* Start RECORDS TO PROCESS *

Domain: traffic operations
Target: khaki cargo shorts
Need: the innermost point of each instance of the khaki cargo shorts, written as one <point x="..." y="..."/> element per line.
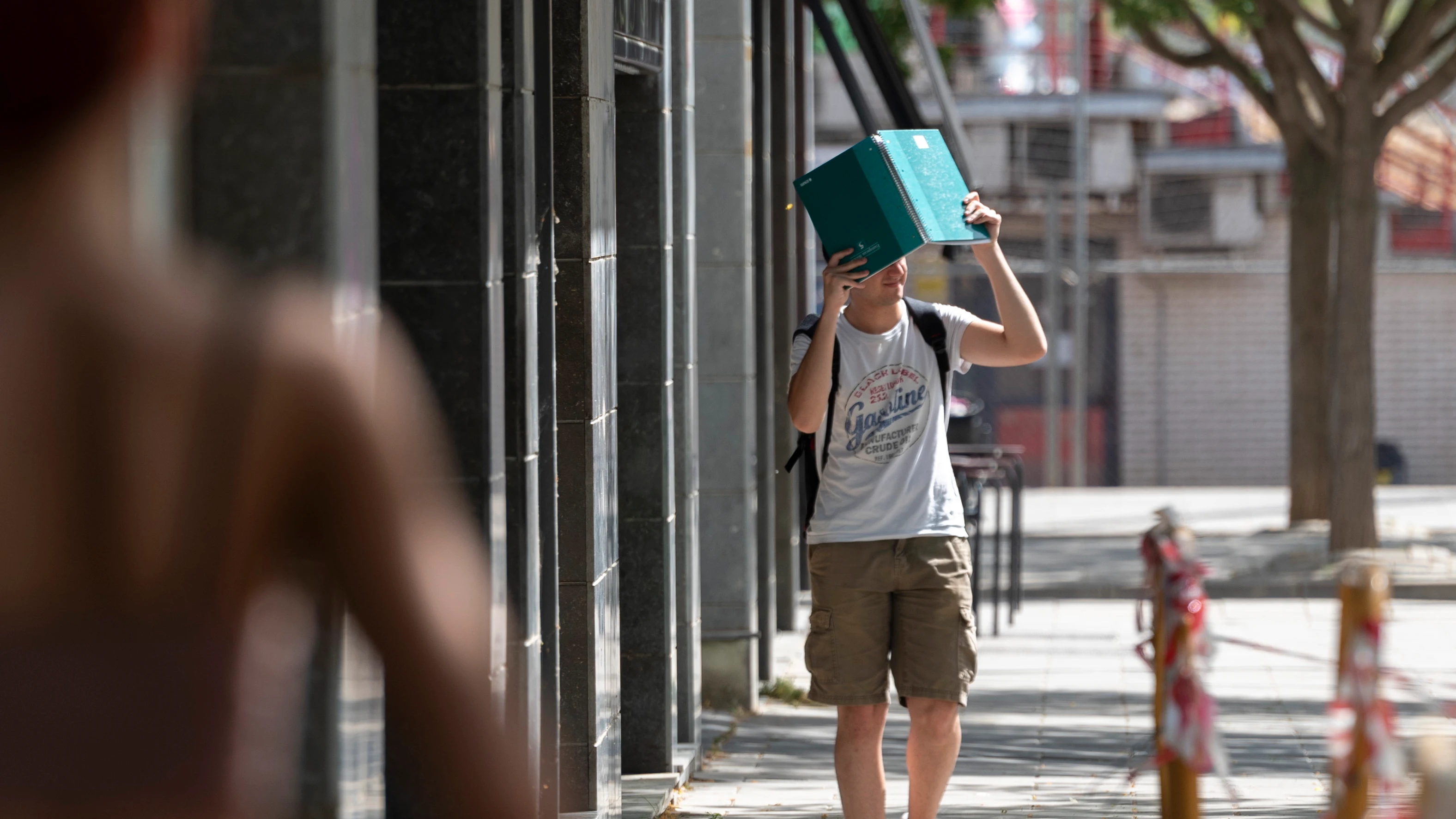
<point x="900" y="607"/>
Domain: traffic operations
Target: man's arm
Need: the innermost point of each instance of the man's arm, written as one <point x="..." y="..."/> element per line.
<point x="808" y="388"/>
<point x="1018" y="340"/>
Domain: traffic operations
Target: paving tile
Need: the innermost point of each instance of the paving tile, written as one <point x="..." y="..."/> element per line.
<point x="1062" y="713"/>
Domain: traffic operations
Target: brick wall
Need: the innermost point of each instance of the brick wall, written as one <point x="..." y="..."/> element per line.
<point x="1224" y="389"/>
<point x="1225" y="378"/>
<point x="1416" y="372"/>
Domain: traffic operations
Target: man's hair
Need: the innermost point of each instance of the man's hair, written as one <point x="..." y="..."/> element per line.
<point x="56" y="60"/>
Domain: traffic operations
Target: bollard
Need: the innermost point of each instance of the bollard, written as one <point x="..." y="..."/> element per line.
<point x="1363" y="589"/>
<point x="1436" y="764"/>
<point x="1178" y="783"/>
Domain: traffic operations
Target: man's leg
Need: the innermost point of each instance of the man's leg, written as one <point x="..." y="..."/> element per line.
<point x="858" y="764"/>
<point x="935" y="742"/>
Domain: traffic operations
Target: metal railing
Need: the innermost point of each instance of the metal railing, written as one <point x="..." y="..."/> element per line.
<point x="980" y="467"/>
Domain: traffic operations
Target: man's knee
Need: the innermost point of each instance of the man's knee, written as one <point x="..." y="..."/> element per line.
<point x="862" y="722"/>
<point x="938" y="719"/>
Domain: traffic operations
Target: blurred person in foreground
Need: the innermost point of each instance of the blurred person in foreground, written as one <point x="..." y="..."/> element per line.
<point x="175" y="455"/>
<point x="890" y="567"/>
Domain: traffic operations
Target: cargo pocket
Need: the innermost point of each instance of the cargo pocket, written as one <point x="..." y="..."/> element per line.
<point x="967" y="648"/>
<point x="819" y="646"/>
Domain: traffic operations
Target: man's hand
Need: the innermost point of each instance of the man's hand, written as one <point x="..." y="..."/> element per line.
<point x="839" y="280"/>
<point x="977" y="213"/>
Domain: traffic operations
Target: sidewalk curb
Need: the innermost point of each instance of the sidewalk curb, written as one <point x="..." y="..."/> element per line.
<point x="1218" y="589"/>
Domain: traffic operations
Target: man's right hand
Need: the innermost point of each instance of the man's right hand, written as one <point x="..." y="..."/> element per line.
<point x="839" y="280"/>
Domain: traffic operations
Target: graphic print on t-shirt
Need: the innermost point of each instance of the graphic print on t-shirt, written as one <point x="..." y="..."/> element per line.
<point x="886" y="413"/>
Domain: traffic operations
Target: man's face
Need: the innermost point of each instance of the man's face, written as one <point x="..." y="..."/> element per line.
<point x="887" y="288"/>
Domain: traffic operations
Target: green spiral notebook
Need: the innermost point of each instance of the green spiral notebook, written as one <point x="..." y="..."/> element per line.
<point x="887" y="196"/>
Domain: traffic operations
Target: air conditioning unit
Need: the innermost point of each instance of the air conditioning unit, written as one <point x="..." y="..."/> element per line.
<point x="1199" y="210"/>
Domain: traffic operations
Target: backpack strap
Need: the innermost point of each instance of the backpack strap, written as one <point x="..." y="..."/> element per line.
<point x="932" y="330"/>
<point x="814" y="465"/>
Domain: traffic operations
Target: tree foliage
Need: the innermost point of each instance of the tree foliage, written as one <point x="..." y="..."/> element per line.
<point x="1408" y="44"/>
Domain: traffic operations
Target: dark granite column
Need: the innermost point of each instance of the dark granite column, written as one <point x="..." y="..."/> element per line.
<point x="685" y="372"/>
<point x="522" y="219"/>
<point x="645" y="431"/>
<point x="727" y="355"/>
<point x="787" y="311"/>
<point x="442" y="270"/>
<point x="548" y="808"/>
<point x="281" y="172"/>
<point x="587" y="406"/>
<point x="765" y="269"/>
<point x="806" y="248"/>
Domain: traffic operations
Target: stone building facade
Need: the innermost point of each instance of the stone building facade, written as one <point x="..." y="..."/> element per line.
<point x="563" y="203"/>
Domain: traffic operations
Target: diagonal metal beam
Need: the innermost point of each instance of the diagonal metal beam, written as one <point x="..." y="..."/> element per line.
<point x="846" y="73"/>
<point x="883" y="65"/>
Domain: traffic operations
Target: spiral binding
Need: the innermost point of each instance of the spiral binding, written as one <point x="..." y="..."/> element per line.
<point x="904" y="196"/>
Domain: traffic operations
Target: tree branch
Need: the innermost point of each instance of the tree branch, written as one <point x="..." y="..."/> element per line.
<point x="1414" y="40"/>
<point x="1293" y="110"/>
<point x="1299" y="12"/>
<point x="1439" y="81"/>
<point x="1343" y="15"/>
<point x="1229" y="62"/>
<point x="1279" y="41"/>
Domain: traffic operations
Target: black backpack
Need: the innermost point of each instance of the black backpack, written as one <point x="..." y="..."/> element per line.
<point x="931" y="327"/>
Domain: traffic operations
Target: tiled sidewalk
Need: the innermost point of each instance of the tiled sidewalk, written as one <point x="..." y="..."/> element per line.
<point x="1061" y="713"/>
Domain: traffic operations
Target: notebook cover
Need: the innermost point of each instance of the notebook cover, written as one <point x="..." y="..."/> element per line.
<point x="934" y="186"/>
<point x="855" y="203"/>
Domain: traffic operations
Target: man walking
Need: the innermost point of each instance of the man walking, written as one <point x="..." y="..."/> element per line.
<point x="889" y="560"/>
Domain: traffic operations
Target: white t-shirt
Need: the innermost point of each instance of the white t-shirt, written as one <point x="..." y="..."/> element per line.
<point x="889" y="473"/>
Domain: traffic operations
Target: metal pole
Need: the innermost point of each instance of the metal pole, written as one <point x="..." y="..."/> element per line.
<point x="1080" y="255"/>
<point x="1052" y="321"/>
<point x="950" y="114"/>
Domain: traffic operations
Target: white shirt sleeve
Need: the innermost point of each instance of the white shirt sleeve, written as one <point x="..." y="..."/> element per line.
<point x="801" y="347"/>
<point x="956" y="322"/>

* End RECORDS TO PROCESS *

## WHAT YOU WILL DO
Above are the records; reproduce them exactly and leave out the pictures.

## THE SOLUTION
Domain: traffic operations
Target: khaki cargo shorts
Need: the innermost point of each instance of the khaki cargo shorts, written as one <point x="..." y="..."/> element per line.
<point x="900" y="607"/>
Domain: traffic operations
Target: man's arm
Need: the innermost point of each instance of the man's arm, written as one <point x="..." y="..."/> element per line.
<point x="808" y="388"/>
<point x="1018" y="340"/>
Domain: traffic operations
Target: paving tile
Need: the innermost point of each instance of the paving tile, written as one <point x="..." y="..."/> element per line.
<point x="1062" y="713"/>
Domain: traffic operations
Target: brick wall
Need: the innermost point of each instance of the brick wall, written as one <point x="..." y="..."/> element per line.
<point x="1224" y="389"/>
<point x="1225" y="378"/>
<point x="1416" y="372"/>
Domain: traffic operations
Target: man's hair
Need: the innermost point of each instance of the man's hair, written as one <point x="..." y="..."/> element per line.
<point x="56" y="60"/>
Domain: traffic operations
Target: bollard
Need: the innermost point of each instance of the bollard, written as one <point x="..." y="..."/> element per line.
<point x="1363" y="589"/>
<point x="1436" y="764"/>
<point x="1178" y="783"/>
Domain: traffic operations
Target: man's leg
Need: the innermost point of each instance of the man's leg, written as one <point x="..." y="..."/> element per line.
<point x="858" y="764"/>
<point x="935" y="742"/>
Domain: traffic operations
Target: metal railing
Need: the innermost point of each instance of the metal railing, written as one <point x="..." y="..."/> element per line.
<point x="980" y="467"/>
Domain: traffic operations
Target: man's knee
Need: the innermost point of each instance of the man's knee, written as one <point x="..." y="..."/> element per line.
<point x="862" y="722"/>
<point x="938" y="719"/>
Domain: traffic operations
Target: blurred person in foreground
Need: the innermost point of each instance of the blurred person in foreground, written as one <point x="..." y="..."/> element per line.
<point x="175" y="455"/>
<point x="890" y="567"/>
Domain: traffic operations
Target: cargo pocket
Need: the innermost point of each instance of the cargo pocket, written as one <point x="..." y="..."/> element per line.
<point x="967" y="648"/>
<point x="819" y="646"/>
Domain: traffic operations
Target: man's hand
Need: the innermost point of each instance of the man's hand, written as one <point x="..." y="..."/> element per line.
<point x="839" y="280"/>
<point x="977" y="213"/>
Domain: traffic operations
Target: sidewalk curb
Need: the innermost point of each instance of the sidewalk curb, written as one <point x="..." y="..."/> element per line.
<point x="1218" y="589"/>
Domain: traffic operations
Target: man's right hand
Need: the innermost point of each instance of the man's right hand, written as one <point x="..." y="..."/> element per line.
<point x="839" y="280"/>
Domain: traffic operations
Target: graphic print on t-shirt
Need: the innermost point of each instance of the graphic print on t-shirt, written as one <point x="..." y="..."/> element per line.
<point x="886" y="413"/>
Domain: traffic operations
Target: man's face
Need: the innermost point of each instance of the man's face, written as one <point x="..." y="..."/> element per line.
<point x="887" y="288"/>
Domain: traffic operations
Target: green spiral notebook
Need: the innermost point of each instance of the green spiral notebook, written as one <point x="..." y="..."/> element per line.
<point x="887" y="196"/>
Domain: traffic operations
Target: air conditioning unit
Need: the innermost point of each instance of the air conditioning unit, written as one <point x="..." y="..."/> element per line.
<point x="1199" y="210"/>
Domain: traffic operations
Target: backpack strap
Need: the innermost point of each instance of the backpack strap, written as one <point x="..." y="..."/> element per line.
<point x="932" y="330"/>
<point x="814" y="465"/>
Domain: traffic operations
Target: tree foliage
Need: the innermost point of each instance of the tree foliage, written as one <point x="..." y="..."/> element per line.
<point x="1408" y="44"/>
Domain: traffic operations
Target: dark granite column
Need: the innermost point of each instance of the dark granite column, written as one <point x="..." y="..."/> element per line.
<point x="685" y="372"/>
<point x="522" y="219"/>
<point x="645" y="431"/>
<point x="727" y="355"/>
<point x="787" y="311"/>
<point x="442" y="270"/>
<point x="548" y="808"/>
<point x="281" y="172"/>
<point x="587" y="406"/>
<point x="765" y="269"/>
<point x="806" y="248"/>
Domain: traffic operations
Target: stone building facade
Need: the innermost point of each instance of the stone building facade, written as one <point x="..." y="..."/> element per line.
<point x="563" y="203"/>
Domain: traffic operations
Target: diagonal metal beam
Need: the innermost point of each instance of the diagonal metal beam, written as one <point x="..." y="..."/> element per line.
<point x="846" y="73"/>
<point x="883" y="65"/>
Domain: traffic operations
Target: spiral binding
Need: the innermost point of each instance of the spiral binding, written as one <point x="..." y="..."/> element per line.
<point x="904" y="196"/>
Domain: traffic operations
Target: tree branch
Need: the innermost point of each instance of the tree branch, written as one <point x="..." y="..."/> element per line.
<point x="1414" y="40"/>
<point x="1293" y="110"/>
<point x="1299" y="12"/>
<point x="1439" y="81"/>
<point x="1343" y="15"/>
<point x="1229" y="62"/>
<point x="1279" y="41"/>
Domain: traffic operations
Target: black backpack
Need: the innermost point of each instance of the black backpack, written as one <point x="..." y="..."/> element per line.
<point x="931" y="327"/>
Domain: traffic operations
Target: tiled sidewalk
Need: the innermost point of each instance of the tiled sidewalk, written as one <point x="..." y="..."/> element per line.
<point x="1061" y="713"/>
Domain: traffic operations
Target: notebook cover
Need: the innermost point of each instance of the notebook cover, written as one <point x="..." y="..."/> element per line.
<point x="934" y="186"/>
<point x="855" y="203"/>
Domain: traffic operations
Target: man walking
Need: the innermost point of each instance of the man walking, written as one <point x="..." y="..."/> element per line.
<point x="889" y="560"/>
Domain: traffic operations
Target: white t-shirt
Need: the innermost point of each instance of the white t-shirt, written as one <point x="..." y="..."/> element per line.
<point x="889" y="473"/>
Domain: traffic operations
Target: metal pole
Need: the innermost point of each instance of the metal pole, written as one <point x="..." y="..."/> element per line.
<point x="1080" y="255"/>
<point x="1052" y="321"/>
<point x="950" y="114"/>
Domain: traffic operations
Target: white shirt sleeve
Need: the innermost point of each instance of the white shirt sleeve, written as one <point x="..." y="..."/> element per line.
<point x="801" y="347"/>
<point x="956" y="322"/>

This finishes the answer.